━━ Available records ━━
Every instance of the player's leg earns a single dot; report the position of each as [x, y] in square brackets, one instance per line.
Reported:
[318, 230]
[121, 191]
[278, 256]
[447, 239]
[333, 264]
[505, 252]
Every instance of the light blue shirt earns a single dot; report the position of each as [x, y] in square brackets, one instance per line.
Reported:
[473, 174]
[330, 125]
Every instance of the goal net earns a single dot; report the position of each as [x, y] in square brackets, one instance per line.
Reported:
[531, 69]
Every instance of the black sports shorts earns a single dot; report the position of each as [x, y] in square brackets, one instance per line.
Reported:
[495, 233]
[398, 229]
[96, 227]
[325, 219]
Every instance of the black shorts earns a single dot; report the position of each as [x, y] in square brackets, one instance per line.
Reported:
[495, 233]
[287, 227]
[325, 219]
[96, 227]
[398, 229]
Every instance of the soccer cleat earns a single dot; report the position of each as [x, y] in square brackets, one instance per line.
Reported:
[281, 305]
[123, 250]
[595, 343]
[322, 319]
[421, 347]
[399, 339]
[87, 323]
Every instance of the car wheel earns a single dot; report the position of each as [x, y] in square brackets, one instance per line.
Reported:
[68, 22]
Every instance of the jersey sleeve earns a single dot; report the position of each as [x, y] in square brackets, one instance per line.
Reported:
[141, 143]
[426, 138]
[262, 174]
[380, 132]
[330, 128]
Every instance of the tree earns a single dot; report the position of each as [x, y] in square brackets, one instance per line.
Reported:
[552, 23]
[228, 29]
━━━
━━ Available records ━━
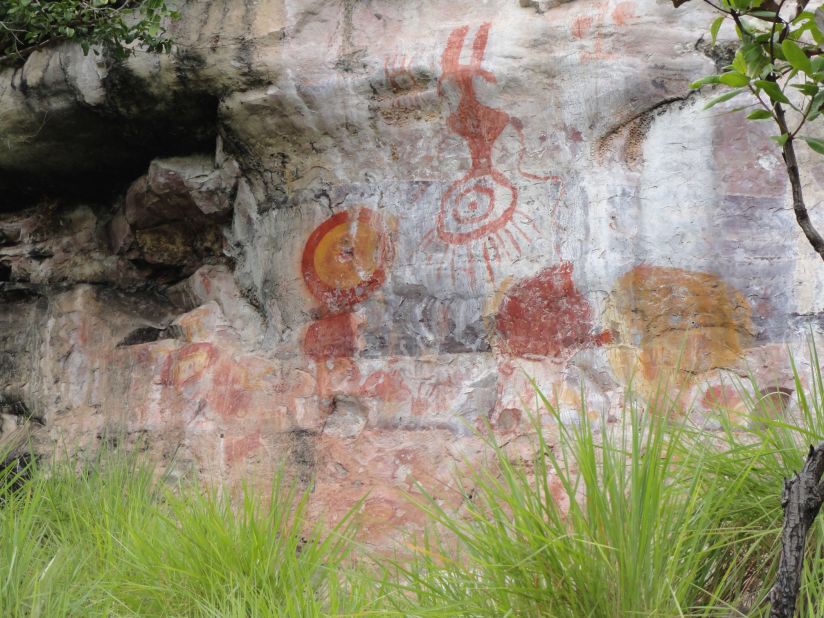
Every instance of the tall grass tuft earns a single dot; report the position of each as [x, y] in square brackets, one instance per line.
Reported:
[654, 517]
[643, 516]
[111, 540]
━━━
Exercise »
Count the rows above that contain the word "black". Reply with the number alone.

Task solution »
2